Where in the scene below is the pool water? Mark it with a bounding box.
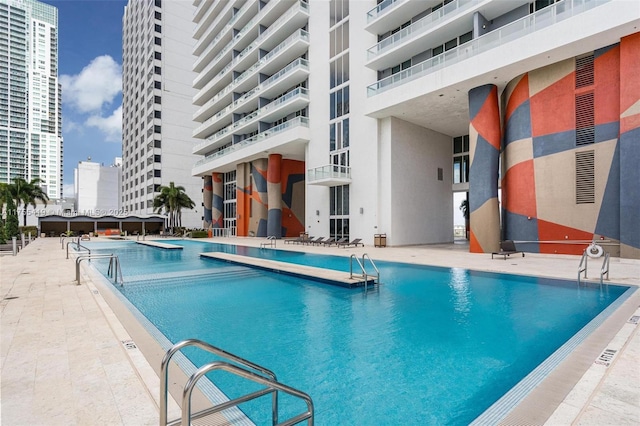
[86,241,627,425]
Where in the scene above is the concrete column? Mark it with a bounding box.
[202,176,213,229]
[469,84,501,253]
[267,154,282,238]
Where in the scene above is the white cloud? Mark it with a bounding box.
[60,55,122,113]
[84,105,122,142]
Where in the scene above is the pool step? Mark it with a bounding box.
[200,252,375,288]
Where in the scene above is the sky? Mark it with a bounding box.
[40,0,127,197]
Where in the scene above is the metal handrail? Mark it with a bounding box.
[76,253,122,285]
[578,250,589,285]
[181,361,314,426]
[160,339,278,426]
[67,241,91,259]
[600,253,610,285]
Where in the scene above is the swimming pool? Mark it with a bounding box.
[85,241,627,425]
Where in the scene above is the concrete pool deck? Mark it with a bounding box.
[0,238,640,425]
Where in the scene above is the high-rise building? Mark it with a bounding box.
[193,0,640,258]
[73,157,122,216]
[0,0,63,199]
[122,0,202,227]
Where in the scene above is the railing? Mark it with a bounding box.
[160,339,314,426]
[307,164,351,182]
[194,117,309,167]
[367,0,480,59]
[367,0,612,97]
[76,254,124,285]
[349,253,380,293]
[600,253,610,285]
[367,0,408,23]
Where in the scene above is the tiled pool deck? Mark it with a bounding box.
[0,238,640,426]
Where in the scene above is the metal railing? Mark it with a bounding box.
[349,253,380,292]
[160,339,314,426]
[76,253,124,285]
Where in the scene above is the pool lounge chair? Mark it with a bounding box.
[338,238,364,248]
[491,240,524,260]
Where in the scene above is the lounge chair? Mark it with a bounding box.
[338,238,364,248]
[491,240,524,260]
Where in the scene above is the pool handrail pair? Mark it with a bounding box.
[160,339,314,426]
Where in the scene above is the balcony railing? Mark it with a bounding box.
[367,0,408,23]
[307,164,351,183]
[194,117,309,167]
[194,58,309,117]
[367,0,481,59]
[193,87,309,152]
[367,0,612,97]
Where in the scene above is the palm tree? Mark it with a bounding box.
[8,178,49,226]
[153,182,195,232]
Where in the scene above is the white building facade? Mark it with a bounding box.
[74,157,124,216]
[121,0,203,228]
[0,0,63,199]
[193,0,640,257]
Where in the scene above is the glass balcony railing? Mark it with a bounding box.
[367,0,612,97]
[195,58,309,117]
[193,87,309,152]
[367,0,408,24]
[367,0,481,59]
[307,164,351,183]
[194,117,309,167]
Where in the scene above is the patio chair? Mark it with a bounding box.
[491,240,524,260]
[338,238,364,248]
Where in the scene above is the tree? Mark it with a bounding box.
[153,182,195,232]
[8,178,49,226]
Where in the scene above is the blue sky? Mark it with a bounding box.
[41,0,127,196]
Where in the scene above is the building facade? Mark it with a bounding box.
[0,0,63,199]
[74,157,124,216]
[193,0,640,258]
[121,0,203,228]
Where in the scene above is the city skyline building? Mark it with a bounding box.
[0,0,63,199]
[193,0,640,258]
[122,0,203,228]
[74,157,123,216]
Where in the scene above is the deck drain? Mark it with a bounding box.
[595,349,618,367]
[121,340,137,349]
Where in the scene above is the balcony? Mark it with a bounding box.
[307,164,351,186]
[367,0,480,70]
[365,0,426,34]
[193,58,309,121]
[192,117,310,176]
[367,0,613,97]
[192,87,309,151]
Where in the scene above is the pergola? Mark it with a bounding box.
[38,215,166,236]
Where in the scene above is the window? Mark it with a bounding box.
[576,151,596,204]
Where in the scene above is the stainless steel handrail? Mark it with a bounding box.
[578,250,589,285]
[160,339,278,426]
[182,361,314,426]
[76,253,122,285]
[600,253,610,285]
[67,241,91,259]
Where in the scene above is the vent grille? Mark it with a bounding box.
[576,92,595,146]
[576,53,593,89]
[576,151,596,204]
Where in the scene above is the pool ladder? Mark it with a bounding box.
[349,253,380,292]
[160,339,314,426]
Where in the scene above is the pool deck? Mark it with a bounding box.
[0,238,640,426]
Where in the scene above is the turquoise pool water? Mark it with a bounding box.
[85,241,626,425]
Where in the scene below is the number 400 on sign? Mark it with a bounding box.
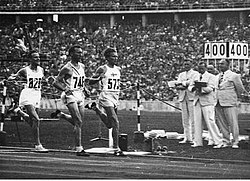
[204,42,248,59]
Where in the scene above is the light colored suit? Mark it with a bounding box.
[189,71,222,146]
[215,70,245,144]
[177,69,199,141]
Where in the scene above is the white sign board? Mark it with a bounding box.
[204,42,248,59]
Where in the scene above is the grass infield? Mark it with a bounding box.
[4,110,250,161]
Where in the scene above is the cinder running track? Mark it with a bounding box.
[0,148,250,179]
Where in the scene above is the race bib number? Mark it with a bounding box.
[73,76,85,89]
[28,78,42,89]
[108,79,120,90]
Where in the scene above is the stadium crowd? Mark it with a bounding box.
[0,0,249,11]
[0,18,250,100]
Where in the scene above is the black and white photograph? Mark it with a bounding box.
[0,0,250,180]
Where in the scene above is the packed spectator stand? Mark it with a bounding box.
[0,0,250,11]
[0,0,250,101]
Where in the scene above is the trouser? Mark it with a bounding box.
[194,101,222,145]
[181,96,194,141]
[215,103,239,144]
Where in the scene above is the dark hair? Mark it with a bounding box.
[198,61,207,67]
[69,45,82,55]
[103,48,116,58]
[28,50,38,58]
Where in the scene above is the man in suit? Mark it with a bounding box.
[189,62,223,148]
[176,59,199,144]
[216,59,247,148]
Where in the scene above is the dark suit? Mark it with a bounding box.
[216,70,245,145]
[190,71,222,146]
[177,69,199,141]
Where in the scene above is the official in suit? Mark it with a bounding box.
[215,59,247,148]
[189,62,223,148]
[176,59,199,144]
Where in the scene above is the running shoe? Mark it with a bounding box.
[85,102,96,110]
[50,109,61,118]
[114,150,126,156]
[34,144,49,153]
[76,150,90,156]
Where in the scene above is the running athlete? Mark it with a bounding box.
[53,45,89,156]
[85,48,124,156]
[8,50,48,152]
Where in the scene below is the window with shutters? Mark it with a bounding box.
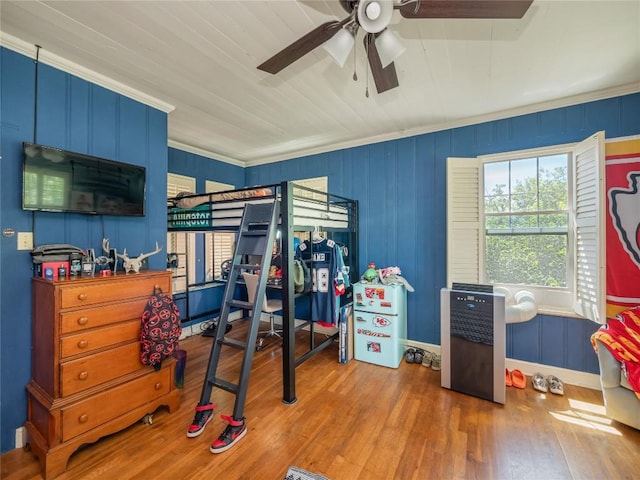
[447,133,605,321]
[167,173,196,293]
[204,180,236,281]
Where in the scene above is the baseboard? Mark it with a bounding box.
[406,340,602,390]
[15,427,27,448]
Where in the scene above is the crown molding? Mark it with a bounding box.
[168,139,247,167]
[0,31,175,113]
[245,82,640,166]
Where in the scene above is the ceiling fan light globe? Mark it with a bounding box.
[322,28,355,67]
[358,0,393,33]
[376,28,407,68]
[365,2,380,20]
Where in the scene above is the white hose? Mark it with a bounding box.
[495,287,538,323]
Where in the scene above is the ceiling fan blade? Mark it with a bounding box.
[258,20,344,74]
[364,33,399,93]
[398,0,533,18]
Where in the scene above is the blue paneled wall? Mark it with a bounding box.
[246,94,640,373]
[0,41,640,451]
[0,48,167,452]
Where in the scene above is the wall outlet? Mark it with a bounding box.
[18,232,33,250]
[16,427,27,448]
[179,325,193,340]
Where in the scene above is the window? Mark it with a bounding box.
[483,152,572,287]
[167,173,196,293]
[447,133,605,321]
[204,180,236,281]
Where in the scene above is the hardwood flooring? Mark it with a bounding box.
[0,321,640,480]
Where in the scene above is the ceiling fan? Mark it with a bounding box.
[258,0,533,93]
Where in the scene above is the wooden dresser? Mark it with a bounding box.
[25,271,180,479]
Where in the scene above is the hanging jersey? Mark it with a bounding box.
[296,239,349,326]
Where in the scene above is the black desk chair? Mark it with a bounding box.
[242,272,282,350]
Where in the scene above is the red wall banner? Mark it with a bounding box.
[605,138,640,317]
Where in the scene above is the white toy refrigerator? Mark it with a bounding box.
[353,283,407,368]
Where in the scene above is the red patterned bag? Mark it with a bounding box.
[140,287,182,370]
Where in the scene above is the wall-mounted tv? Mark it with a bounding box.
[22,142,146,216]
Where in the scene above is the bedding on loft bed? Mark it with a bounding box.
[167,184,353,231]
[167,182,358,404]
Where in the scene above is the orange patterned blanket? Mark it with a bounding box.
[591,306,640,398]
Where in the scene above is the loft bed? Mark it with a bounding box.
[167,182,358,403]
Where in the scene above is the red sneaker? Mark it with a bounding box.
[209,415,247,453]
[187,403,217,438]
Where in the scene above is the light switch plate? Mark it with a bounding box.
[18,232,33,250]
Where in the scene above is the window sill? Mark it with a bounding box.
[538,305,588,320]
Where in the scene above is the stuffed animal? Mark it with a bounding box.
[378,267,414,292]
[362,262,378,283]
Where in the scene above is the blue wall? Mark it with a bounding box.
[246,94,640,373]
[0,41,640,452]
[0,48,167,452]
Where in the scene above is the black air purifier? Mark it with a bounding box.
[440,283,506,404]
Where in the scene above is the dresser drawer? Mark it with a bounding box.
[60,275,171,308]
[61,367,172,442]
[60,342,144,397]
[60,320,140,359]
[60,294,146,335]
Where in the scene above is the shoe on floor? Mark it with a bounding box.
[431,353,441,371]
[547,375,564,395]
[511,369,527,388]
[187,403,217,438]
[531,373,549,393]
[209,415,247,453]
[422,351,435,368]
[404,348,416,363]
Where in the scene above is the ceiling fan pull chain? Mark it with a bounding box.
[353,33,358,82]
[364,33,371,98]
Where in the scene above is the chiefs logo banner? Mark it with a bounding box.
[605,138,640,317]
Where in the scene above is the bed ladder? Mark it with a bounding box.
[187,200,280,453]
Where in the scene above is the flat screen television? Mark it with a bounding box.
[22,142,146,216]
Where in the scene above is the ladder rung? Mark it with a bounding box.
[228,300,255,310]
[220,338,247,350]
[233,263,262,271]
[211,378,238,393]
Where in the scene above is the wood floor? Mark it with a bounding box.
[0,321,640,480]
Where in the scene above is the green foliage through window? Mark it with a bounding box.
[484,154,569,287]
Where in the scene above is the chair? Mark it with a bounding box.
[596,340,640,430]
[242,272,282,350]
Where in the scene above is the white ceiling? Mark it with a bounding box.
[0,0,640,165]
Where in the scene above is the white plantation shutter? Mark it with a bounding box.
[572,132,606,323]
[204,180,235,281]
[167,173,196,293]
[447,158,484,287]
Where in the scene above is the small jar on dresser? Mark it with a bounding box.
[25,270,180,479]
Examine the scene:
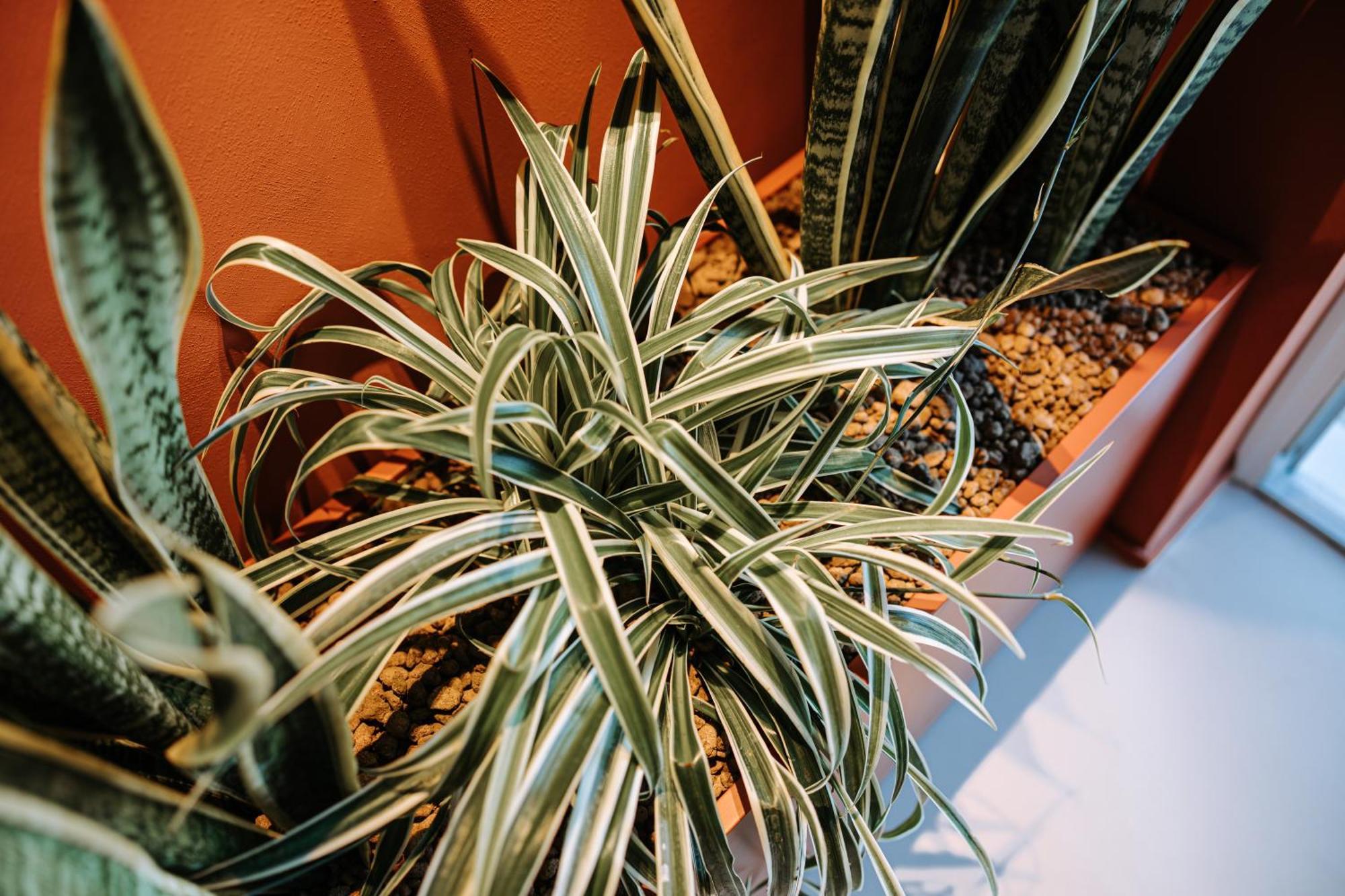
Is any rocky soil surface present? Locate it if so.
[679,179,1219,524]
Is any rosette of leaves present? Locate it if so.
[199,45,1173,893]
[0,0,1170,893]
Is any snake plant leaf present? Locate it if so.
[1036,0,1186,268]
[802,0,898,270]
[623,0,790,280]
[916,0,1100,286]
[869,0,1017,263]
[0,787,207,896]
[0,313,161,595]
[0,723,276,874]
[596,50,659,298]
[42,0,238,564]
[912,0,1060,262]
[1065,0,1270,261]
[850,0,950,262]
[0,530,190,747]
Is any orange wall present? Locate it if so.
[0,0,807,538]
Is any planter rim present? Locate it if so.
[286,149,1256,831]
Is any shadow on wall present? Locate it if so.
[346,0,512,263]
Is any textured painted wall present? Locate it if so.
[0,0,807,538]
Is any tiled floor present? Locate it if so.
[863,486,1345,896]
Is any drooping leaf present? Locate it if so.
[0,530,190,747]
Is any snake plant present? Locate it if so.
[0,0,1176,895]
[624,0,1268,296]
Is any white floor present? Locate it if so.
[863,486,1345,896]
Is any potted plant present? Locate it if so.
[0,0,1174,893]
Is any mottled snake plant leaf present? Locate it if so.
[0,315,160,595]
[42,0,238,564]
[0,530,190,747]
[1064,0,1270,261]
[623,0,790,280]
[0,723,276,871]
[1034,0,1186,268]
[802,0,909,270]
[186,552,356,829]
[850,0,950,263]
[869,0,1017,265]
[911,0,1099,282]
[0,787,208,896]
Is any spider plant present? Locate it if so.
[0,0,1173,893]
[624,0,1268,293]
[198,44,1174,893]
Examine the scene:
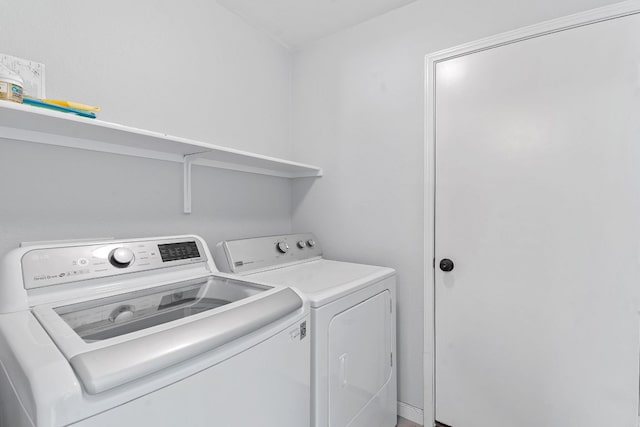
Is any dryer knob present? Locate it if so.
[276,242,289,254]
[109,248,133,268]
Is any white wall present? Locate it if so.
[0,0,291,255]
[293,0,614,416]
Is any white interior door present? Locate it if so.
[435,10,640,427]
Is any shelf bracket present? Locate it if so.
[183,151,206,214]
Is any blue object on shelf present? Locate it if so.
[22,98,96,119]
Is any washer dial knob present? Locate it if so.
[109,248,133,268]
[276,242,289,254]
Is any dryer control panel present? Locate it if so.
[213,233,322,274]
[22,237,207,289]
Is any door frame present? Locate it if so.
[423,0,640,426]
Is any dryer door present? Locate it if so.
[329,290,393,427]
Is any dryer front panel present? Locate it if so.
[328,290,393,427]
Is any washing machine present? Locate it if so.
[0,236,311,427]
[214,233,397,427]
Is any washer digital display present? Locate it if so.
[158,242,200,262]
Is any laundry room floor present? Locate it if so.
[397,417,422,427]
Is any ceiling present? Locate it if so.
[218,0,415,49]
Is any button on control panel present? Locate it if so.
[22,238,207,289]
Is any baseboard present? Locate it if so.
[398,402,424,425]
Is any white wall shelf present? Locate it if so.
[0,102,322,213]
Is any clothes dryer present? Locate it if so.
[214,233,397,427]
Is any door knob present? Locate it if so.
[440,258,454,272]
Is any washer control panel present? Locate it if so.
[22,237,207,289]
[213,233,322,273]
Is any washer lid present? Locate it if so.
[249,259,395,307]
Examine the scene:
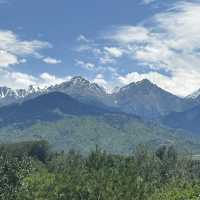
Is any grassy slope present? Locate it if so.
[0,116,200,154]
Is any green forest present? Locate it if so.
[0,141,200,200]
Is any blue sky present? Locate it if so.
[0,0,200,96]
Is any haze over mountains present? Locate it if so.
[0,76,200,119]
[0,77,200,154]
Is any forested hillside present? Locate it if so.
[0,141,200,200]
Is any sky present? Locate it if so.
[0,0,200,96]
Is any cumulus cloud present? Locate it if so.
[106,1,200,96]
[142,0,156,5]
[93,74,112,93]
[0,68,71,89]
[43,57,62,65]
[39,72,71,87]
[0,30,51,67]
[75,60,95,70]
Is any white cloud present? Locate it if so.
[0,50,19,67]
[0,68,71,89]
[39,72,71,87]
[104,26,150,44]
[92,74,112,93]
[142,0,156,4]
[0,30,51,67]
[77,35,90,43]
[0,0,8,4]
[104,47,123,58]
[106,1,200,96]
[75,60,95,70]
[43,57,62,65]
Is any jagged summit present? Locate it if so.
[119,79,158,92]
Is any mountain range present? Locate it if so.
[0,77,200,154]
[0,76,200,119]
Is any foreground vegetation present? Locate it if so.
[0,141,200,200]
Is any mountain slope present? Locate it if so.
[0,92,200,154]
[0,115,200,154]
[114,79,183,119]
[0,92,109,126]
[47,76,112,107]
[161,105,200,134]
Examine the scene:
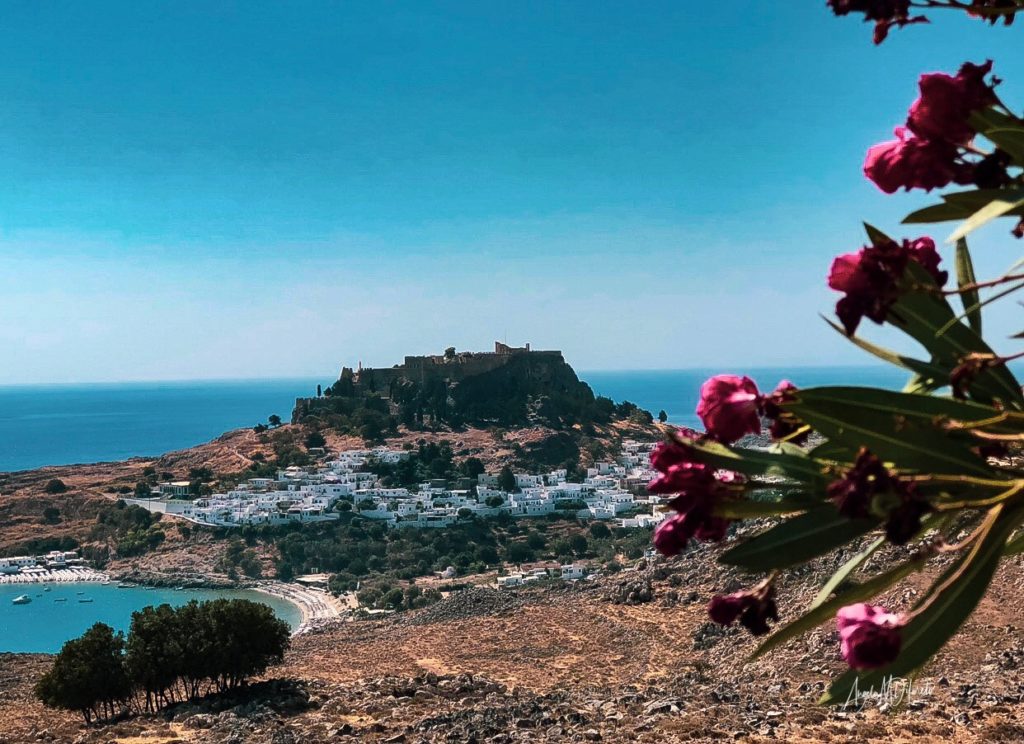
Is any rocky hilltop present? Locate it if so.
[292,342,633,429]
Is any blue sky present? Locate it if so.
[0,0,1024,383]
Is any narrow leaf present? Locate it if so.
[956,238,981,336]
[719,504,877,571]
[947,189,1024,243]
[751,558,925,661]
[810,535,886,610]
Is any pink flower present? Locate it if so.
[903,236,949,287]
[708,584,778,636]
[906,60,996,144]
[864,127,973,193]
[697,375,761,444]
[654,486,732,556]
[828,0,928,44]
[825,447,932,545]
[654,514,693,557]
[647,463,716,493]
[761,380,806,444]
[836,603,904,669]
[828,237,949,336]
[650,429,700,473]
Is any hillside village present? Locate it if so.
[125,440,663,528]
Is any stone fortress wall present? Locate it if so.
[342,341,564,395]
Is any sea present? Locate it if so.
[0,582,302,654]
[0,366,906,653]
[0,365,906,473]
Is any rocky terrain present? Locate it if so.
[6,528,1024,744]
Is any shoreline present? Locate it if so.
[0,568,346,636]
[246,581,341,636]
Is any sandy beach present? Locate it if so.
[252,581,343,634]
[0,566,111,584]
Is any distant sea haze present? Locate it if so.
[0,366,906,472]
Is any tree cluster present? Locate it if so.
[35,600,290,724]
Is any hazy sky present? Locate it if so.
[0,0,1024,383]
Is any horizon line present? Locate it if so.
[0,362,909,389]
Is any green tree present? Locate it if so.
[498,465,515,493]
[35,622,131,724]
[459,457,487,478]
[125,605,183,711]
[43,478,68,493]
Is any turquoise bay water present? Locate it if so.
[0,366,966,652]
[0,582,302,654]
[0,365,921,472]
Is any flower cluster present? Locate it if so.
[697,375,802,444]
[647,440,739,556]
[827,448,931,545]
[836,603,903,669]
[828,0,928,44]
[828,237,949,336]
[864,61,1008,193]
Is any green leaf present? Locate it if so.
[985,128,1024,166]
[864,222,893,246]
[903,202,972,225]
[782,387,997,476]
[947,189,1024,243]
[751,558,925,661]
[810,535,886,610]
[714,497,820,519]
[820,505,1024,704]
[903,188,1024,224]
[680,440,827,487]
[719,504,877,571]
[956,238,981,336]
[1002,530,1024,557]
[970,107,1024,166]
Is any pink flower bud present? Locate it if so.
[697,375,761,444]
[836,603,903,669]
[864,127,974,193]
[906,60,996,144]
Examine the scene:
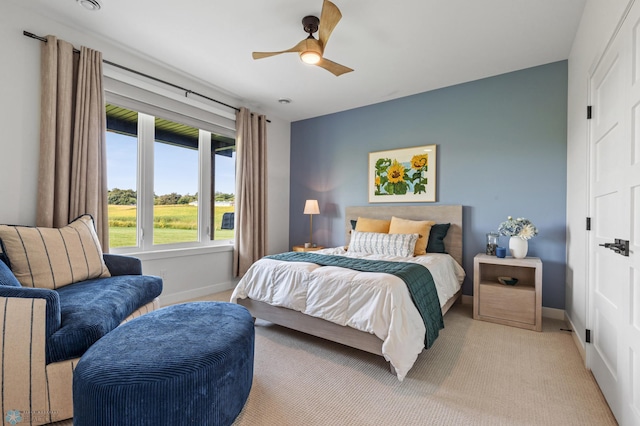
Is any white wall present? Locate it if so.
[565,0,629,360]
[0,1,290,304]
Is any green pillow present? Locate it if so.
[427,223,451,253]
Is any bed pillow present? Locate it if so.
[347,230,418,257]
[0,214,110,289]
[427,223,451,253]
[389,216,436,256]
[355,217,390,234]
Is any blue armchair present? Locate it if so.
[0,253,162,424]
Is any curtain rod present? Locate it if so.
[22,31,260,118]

--

- _Set problem_: Reproduce verbatim the lines of the listing between the line containing "Is any shadow" and the line containing "[0,787,208,896]", inclusive.

- _Expected output_:
Is any shadow on wall present? Locate it if so.
[346,0,512,263]
Is any textured painted wall present? Locate it if so.
[0,0,807,538]
Is any tiled floor present? Locate it if so.
[863,486,1345,896]
Is any drooping leaf present? Locate it if so.
[0,530,190,747]
Is any snake plant present? Locate it if so.
[0,0,1176,895]
[624,0,1268,296]
Is any white floor present? Locate it if so.
[863,486,1345,896]
Is any potted plant present? Locate it if so.
[0,0,1174,893]
Is any mottled snake plant leaf present? Locate it if so.
[0,315,160,595]
[42,0,238,564]
[0,530,190,747]
[1064,0,1270,261]
[623,0,790,280]
[0,723,276,871]
[1034,0,1186,268]
[802,0,909,270]
[186,552,356,829]
[850,0,950,263]
[869,0,1017,265]
[911,0,1099,282]
[0,787,208,896]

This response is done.